Fear tells men they are inadequate and causes us to hide, hesitate and generally not show up when we are needed. Most of fatherhood and being a husband is about being there when you are needed. Most of the resources that our wives and children need are brought simply by our presence. In spiritual counseling the secret is quite simple - God shows up. He manifests His presence and people are changed. Fear and feelings are instantly subjected to His presence if the person is a practicing Christian, i.e. worshipping.

Fear tells women that they are not enough. Fear tells women that there is another woman coming who will be enough. I have never seen fear ever help a woman be ready for her husband's failure or recover. I have seen fear prophesy a husband's failure for years and then turn around and say, "I told you so" for years later.

I have also seen faith prophesy a husband's success. I have seen God use a wife's faith and love to restore a husband prophetically before he fell and after he fell. And I have seen her faith protect her beauty all the way through the process. Fear or Faith. Which one talks to you?

Are you desperate?

When parents bring a youth into my office one of the questions they long to have answered is What is going on with my child's sexual development? One of the key questions the Holy Spirit leads me to ask again and again is are they desperate to be awakened or are they eager? There is a healthy aspect to a child who longs to have their sexual identity awakened, verified and celebrated. However, if there is present pain in the child's life and/or the absence of a present, involved and engaged father then the child has a tendency to become desperate about their sexuality.
• • •
§ **Problem set**:
• a. Answer these questions from the passage on fear and faith:
(i) What does fear tell women?
(ii) What is the simple secret in spiritual counseling?
(iii) About a youth's sexual development, what key question does the Holy Spirit lead the counselor to ask?
• b. Write the next part of the passage on fear and faith, picking up after its final sentence.

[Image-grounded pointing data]
• • •
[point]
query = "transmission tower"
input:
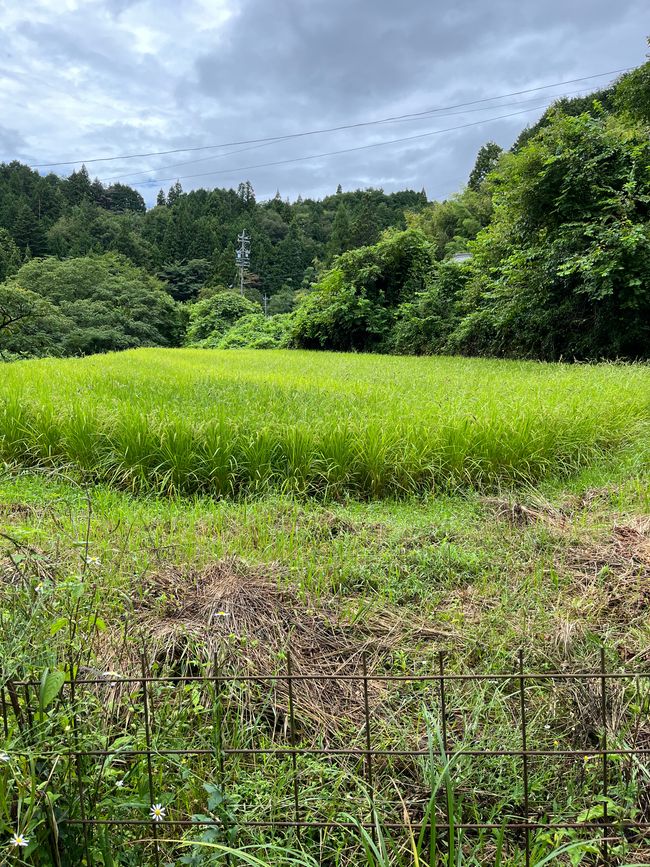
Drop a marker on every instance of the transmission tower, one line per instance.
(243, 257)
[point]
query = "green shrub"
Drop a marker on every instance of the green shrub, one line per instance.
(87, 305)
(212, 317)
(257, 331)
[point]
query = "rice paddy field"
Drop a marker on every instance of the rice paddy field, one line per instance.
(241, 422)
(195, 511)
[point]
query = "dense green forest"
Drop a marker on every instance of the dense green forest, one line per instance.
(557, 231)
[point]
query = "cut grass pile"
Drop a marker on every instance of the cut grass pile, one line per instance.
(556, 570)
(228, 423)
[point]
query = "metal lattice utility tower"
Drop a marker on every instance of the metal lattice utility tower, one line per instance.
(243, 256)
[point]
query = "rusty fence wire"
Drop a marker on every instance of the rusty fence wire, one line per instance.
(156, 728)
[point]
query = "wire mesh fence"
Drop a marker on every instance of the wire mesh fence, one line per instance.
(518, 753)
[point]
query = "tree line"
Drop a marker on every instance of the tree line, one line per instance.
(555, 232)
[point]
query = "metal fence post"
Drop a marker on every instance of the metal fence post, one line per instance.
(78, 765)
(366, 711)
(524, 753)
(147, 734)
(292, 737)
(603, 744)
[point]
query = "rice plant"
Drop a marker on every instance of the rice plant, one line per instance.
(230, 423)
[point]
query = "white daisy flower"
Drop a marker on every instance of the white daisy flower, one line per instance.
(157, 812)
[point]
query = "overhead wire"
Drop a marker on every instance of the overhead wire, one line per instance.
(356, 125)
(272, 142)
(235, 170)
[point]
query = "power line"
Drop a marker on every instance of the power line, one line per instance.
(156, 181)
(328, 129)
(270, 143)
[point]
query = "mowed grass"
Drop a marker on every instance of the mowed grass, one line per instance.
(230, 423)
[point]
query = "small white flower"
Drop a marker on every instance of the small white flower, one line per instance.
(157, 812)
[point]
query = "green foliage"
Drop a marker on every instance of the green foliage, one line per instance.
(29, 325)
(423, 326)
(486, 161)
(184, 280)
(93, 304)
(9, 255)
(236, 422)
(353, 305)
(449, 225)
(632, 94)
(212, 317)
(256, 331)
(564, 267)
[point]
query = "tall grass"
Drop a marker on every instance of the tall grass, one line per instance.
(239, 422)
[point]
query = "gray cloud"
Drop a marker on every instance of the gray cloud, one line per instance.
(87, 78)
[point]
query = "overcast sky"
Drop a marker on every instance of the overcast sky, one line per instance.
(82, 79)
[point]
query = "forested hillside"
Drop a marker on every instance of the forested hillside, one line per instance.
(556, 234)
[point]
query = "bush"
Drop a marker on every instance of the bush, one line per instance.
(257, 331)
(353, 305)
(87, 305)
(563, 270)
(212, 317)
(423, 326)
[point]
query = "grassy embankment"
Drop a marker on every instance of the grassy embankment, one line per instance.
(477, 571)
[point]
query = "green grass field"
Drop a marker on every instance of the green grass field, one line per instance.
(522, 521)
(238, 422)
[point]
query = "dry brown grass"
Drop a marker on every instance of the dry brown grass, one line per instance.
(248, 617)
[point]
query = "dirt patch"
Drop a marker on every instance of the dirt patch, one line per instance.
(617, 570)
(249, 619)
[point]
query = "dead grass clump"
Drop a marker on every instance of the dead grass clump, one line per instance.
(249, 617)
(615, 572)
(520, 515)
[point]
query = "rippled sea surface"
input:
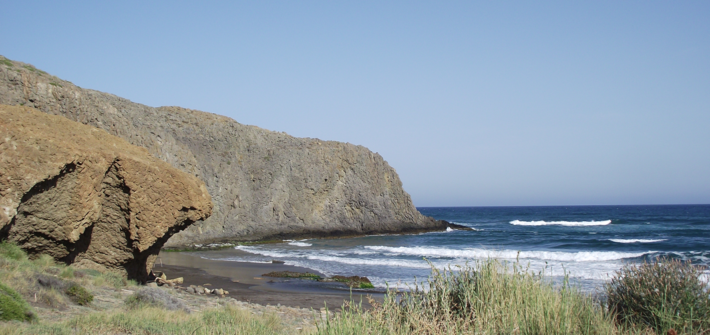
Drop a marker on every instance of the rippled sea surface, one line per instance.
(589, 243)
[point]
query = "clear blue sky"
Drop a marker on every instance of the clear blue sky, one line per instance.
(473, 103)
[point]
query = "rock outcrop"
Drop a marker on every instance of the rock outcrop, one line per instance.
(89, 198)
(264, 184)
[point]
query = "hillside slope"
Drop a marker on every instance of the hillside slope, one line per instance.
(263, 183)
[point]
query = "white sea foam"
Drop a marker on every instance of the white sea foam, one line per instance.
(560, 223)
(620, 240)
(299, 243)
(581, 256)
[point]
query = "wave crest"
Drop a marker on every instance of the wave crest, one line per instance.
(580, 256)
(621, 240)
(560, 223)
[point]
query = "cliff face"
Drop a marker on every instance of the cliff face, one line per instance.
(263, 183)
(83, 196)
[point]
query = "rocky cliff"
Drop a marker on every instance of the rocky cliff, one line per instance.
• • •
§ **Results by task**:
• a.
(i) That they are not enough, and that another woman who will be enough is coming.
(ii) God shows up.
(iii) Whether the youth is desperate to be awakened or eager.

• b.
This aspect of DESPERATE and EAGER applies to a lot of areas of life. Are you eager or desperate to please your spouse? Are you desperate or eager to please your boss, your children, your parents? Desperate means dysfunctional. Desperate means that you need something from that relationship and those who are desperate sometimes find themselves to be thieves. Soul thieves.

Sometime a wife gets desperate for her husband's affection so she tries to train him. Sex him when he does what is right and starve him when he fails. Men train well most of the time. Yet then the maintenance of a man falls upon the wife and that gets old real quick. Learn the prayer path to his Father in Heaven. If God watches over the number of hairs upon your head, He is also watching over all your needs.

What are you desperate for? What is the one thing you are desperate for? God's presence? The Second Coming of the LORD? Your next paycheck? Quiet time in the mornings are a place to still the soul so that our hunger for the day is for one thing - His presence present in our lives.

Saturday, June 19, 2010

The Joy of a Woman and the Joy of a Man

The Essence of a Man is that he lives for meaning. He wants to know that what he is doing makes a difference. A woman is not the same. She lives for Hope. She wants to know that her tomorrow is different than her today. That is why they endure pregnancy better than men. That is why adultery hurts them but they are better able to forgive because hope is everything to them. When a husband fails his wife, her hope is destroyed. When he owns the wound, learning about who a woman really is and his soul DNA is changed through the process she grows in hope. When a woman cheats on a man, his wound is related to the fact that his love did not count for anything.

Husbands - watch over your wife's hope. When are you taking her to that weekend get away? Plan it, let her know about it and then do it.

Wives - watch over your husband's sense of meaning and purpose related to what he provides and does for you and the kids. Celebrate his faithfulness to you, to provide, to nurture the children and to grow himself. Tell him that his love for you as great meaning in your life. Tell him that his going to work day after day has great meaning to you. Over-emphasize your words but do not lie. In speech class they teach you to speak with intensity and to over-emphasize your constants to get your point across. It works well here.